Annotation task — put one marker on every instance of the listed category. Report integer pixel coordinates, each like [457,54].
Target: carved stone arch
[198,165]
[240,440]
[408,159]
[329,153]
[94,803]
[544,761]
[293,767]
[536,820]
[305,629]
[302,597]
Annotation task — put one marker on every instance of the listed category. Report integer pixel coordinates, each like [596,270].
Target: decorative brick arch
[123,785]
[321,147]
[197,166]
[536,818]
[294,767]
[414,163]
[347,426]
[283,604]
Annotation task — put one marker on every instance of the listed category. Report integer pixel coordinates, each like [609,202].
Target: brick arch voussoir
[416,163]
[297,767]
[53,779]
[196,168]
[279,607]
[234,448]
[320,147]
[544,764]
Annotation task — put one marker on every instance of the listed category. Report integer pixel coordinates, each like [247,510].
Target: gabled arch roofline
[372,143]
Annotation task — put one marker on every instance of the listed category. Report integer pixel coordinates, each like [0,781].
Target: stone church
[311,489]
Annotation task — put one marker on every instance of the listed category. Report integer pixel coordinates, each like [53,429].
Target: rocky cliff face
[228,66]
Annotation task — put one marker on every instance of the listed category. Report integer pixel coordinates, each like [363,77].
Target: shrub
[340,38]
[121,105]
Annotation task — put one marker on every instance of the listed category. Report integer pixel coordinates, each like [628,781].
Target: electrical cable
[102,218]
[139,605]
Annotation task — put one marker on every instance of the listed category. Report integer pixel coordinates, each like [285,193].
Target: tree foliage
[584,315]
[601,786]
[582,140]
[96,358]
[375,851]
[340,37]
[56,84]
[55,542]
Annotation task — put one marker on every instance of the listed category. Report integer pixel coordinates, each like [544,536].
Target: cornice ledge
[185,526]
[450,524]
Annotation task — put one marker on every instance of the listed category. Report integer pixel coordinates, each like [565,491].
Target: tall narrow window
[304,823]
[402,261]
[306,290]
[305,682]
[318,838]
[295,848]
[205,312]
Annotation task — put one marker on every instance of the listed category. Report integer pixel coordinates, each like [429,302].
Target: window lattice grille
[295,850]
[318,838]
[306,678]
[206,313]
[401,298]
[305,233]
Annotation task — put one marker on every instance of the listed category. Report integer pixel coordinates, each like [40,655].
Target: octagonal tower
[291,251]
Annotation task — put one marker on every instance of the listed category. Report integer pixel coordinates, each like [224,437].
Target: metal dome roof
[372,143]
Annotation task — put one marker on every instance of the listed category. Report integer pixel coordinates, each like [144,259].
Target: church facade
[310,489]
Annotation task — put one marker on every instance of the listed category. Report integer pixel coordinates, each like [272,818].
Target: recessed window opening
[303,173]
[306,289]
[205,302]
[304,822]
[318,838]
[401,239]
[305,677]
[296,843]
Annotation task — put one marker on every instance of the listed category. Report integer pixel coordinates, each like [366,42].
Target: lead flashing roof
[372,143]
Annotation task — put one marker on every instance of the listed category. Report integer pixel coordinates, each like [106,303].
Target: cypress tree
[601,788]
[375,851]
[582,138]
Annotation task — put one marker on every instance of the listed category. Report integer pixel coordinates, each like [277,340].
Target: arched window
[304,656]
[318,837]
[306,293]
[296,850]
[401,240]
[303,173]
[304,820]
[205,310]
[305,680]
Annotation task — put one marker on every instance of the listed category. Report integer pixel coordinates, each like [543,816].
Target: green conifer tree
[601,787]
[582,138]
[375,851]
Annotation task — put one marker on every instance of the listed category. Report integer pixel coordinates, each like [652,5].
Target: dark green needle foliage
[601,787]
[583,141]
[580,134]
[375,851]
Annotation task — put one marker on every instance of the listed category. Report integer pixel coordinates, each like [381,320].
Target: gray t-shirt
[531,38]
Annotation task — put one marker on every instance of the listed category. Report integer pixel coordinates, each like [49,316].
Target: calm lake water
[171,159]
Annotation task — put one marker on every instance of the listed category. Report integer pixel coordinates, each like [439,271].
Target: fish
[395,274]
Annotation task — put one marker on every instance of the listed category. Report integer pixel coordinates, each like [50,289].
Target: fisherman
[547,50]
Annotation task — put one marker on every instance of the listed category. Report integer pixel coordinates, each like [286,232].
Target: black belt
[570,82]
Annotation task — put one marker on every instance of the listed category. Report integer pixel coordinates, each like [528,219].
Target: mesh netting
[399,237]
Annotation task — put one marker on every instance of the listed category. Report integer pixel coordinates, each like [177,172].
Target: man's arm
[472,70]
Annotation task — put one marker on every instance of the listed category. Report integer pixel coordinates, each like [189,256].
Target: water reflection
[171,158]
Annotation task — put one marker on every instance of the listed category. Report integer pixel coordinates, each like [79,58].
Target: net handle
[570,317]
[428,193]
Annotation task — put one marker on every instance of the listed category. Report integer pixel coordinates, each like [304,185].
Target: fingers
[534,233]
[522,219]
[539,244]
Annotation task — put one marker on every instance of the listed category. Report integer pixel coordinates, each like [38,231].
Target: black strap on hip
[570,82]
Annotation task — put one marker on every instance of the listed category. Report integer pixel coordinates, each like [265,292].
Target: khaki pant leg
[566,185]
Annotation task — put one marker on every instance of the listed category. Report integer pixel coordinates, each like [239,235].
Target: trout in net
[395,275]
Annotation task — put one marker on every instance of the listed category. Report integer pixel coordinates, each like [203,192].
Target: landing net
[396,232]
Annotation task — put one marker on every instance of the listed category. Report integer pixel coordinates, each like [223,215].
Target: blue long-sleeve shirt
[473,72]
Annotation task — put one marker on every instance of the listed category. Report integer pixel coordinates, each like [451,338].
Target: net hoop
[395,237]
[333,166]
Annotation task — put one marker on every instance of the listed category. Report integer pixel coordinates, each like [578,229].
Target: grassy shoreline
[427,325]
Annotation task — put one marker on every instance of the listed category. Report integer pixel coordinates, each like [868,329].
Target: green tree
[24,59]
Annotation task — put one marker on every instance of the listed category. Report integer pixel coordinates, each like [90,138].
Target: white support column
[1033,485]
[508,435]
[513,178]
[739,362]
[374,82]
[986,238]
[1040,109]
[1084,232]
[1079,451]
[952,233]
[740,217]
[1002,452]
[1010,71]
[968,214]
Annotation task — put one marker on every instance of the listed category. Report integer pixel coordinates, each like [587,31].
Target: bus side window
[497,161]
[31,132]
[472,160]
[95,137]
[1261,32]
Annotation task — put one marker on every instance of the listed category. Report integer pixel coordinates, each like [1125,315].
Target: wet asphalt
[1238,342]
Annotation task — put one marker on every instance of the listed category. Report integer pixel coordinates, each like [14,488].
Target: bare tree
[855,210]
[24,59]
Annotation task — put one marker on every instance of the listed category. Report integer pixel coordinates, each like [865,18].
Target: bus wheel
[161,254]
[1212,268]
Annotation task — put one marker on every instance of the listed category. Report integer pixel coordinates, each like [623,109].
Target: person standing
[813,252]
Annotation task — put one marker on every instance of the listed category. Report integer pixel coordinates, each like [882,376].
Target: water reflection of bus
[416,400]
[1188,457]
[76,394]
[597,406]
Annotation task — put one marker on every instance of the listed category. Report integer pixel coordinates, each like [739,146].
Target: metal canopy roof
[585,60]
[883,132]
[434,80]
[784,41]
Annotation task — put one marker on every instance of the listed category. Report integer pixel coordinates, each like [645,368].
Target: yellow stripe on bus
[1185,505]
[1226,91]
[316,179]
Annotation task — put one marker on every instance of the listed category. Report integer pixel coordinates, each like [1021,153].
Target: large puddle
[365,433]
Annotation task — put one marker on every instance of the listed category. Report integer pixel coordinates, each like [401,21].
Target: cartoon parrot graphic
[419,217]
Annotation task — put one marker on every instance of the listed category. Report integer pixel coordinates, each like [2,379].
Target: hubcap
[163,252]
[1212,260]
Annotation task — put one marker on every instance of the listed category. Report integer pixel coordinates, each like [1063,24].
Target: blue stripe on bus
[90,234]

#### PROBLEM DETAILS:
Preserving every character, copy the records above out again.

#### REPLY TO THE TASK:
Annotation task — put one marker on every instance of the listed category. Report integer pixel coordinates, each like [457,54].
Target: carved stone arch
[198,165]
[240,440]
[408,159]
[329,153]
[94,803]
[544,761]
[293,767]
[536,820]
[305,629]
[302,597]
Annotation task — put one marker on every instance of the listed category. Report integer pixel coordinates, each like [596,270].
Target: decorative brick arch
[123,785]
[321,147]
[197,166]
[536,818]
[294,767]
[414,163]
[347,426]
[283,604]
Annotation task — put one marker on every instance of the listed category. Report integer pixel coordinates, each like [609,202].
Target: brick arch voussoir
[416,163]
[297,767]
[53,779]
[196,168]
[279,607]
[234,448]
[320,147]
[544,764]
Annotation task — put one marker on every instance of the listed category. Report integer pixel coordinates, each like [247,510].
Target: gabled arch roofline
[372,143]
Annotation task — put one marker on every instance of the listed category. Report integer pixel coordinates, each like [0,781].
Target: stone church
[311,489]
Annotation task — put one marker on every instance of the listed category. Report integer pixel coordinates, each like [53,429].
Target: rocky cliff face
[228,66]
Annotation task — put one marker on every instance of the listed category. Report integer pixel coordinates, each like [363,77].
Target: shrub
[340,38]
[121,105]
Annotation task — put one marker on every instance of the listed category. Report integer pixel coordinates, each like [628,781].
Target: electrical cable
[102,218]
[139,605]
Annotation task — put one marker on every instance of the listed category. Report integer pixel coordinates, each like [285,193].
Target: tree foliage
[584,315]
[601,786]
[582,140]
[96,358]
[375,851]
[340,37]
[56,84]
[55,542]
Annotation task — put one marker on every instance of the listed category. Report integer pixel coordinates, each like [544,536].
Target: cornice ledge
[185,526]
[450,524]
Annotation task — put one marker on every instance of the listed category. Report integer pixel coordinates, each like [565,491].
Target: tall narrow window
[304,823]
[402,261]
[306,290]
[305,682]
[318,838]
[295,848]
[205,312]
Annotation task — put one marker on every instance of the listed category. Report integer pixel coordinates, each like [429,302].
Target: window lattice grille
[295,850]
[318,838]
[306,678]
[206,313]
[401,298]
[305,233]
Annotation task — put one marker on every instance of the listed category. Report integer pixel coordinates, each like [40,655].
Target: octagonal tower
[291,251]
Annotation task — put one marker on every instance of the listed category. Report integer pixel coordinates, each like [224,437].
Target: metal dome roof
[372,143]
Annotation task — put one marker on every instance of the listed category. Report integer pixel coordinates, each like [144,259].
Target: church facade
[310,489]
Annotation task — put one marker on every instance of the listed category. Report integer pixel coordinates, each like [272,818].
Target: recessed window opening
[303,173]
[306,289]
[205,302]
[304,822]
[318,838]
[401,239]
[305,677]
[296,843]
Annotation task — put one marker on every instance of the listed category. Report integer pixel coordinates, each like [366,42].
Target: lead flashing roof
[372,143]
Annotation task — put one marker on every instance of the listed category. Report integer pixel coordinates, each like [106,303].
Target: cypress tree
[601,788]
[375,851]
[582,138]
Annotation task — put one marker on every instance of the listed category. Report integer pixel coordinates, each like [277,340].
Target: arched window
[304,656]
[318,837]
[306,293]
[296,850]
[401,240]
[303,173]
[304,820]
[205,310]
[305,680]
Annotation task — put one marker on every instance of the listed category. Report integer pixel coordinates, each like [543,816].
Target: green conifer tree
[601,787]
[582,138]
[375,851]
Annotation task — put one marker on every instance of the listed category. Report integer pixel coordinates, each like [652,5].
Target: dark green needle foliage
[601,787]
[583,141]
[580,134]
[375,851]
Annotation task — put one marker on every instance of the listed category. Report integer pixel coordinates, each like [381,320].
Target: gray t-shirt
[531,38]
Annotation task — put one marker on every instance of the listed category. Report integer pixel coordinates, each like [49,316].
Target: calm lake water
[171,159]
Annotation task — put one marker on every instance of the listed category. Report integer pixel coordinates, each like [439,271].
Target: fish
[395,274]
Annotation task — put one marker on every instance of the listed category. Report integer pixel coordinates, each like [50,289].
Target: fisherman
[547,50]
Annotation task — put one marker on every instance of the listed category. Report integer pixel coordinates, each like [286,232].
Target: black belt
[570,82]
Annotation task — put one marker on every instance of the listed category. Report integer pixel coordinates, each like [528,219].
Target: mesh netting
[399,237]
Annotation task — put one marker on every instance of the listed category. Report integer pixel coordinates, each like [177,172].
Target: man's arm
[472,70]
Annotation task — put one marker on every instance of the listed category. Report integer pixel coordinates, each like [189,256].
Target: water reflection
[171,158]
Annotation task — put one marker on every instance of the listed category. Report integer pixel coordinates, each like [79,58].
Target: net handle
[570,317]
[428,193]
Annotation task — put one marker on every instance of the listed category. Report integer pixel coordinates, each like [304,185].
Target: fingers
[534,233]
[522,219]
[539,244]
Annotation task — put one marker on every instance of the listed category. Report integer pixel coordinates, each like [38,231].
Target: black strap on hip
[570,82]
Annotation task — put one marker on every instance of the listed category. Report integer pixel coordinates, each like [265,292].
Target: khaki pant leg
[566,185]
Annotation task — put one marker on every instance of the listed category. Report integer pixel coordinates, each like [239,235].
Target: trout in net
[395,275]
Annotation task — put one marker on every instance of the listed category. Report integer pixel coordinates, each like [203,192].
Target: landing net
[396,232]
Annotation task — put one marker on every instance of the listed category. Report integer pixel coordinates, each like [223,215].
Target: blue long-sleeve shirt
[473,72]
Annotation task — put one marker on every instance of the listed category. Report integer pixel coordinates, each like [451,338].
Target: net hoop
[395,237]
[333,166]
Annotation task — put one marker on every instance of the listed category. Report integer pixel coordinates, each like [578,229].
Target: grassy shoreline
[427,325]
Annotation task — put one marker on every instance of the listed category. Report integer pixel coordinates, each like [868,329].
Target: green tree
[24,59]
Annotation task — put one marker on every instance of the listed category. Report integer pixel coordinates, each like [90,138].
Target: white support column
[1033,485]
[508,435]
[513,178]
[739,362]
[374,82]
[986,238]
[1040,109]
[1084,232]
[1079,451]
[952,233]
[740,217]
[1002,452]
[1010,71]
[968,214]
Annotation task — put one marker on every instance of the listed category. Report integer pixel coordinates, each like [587,31].
Target: bus side window
[497,161]
[31,132]
[472,160]
[95,137]
[1261,32]
Annotation task — put one marker on every instance of the listed category. Report integer pixel coordinates, each like [1125,315].
Target: wet asphalt
[1238,342]
Annotation task — put one marker on every instance of the listed category. Report integer pixel coordinates, each like [14,488].
Target: bare tree
[855,210]
[24,59]
Annotation task — put one marker on every instance of the listed category. Report integer pixel coordinates, each like [865,18].
Target: bus wheel
[161,254]
[1212,268]
Annotation task — put one marker on every instance of the listed category. Report integer pixel coordinates, each like [623,109].
Target: person standing
[813,252]
Annotation task — put one marker on every instance of the listed category. Report integer pixel coordinates, each like [882,376].
Target: water reflection of bus
[416,400]
[1188,457]
[76,394]
[597,406]
Annotation task — put one marker on every instance of the listed category. Report integer pixel coordinates, each like [739,146].
Target: metal canopy roof
[585,60]
[883,132]
[434,80]
[784,41]
Annotation task — put one marker on every instance of the listed category. Report integer pixel coordinates, each like [645,368].
Target: yellow stripe on bus
[1185,505]
[1226,91]
[316,179]
Annotation task — put one marker on every instance of the listed category. Report integer pixel coordinates, each like [1021,153].
Target: large puddle
[365,433]
Annotation task — put one marker on every instance of the listed category. Report integer pixel coordinates, each like [401,21].
Target: cartoon parrot graphic
[419,217]
Annotation task — put one marker on every instance of the listed category. Report integer pixel coordinates, each like [2,379].
Target: hubcap
[163,252]
[1212,260]
Annotation task — put one marker on every instance of the listed category. Report integer pixel coordinates, each like [1063,24].
Target: blue stripe on bus
[90,234]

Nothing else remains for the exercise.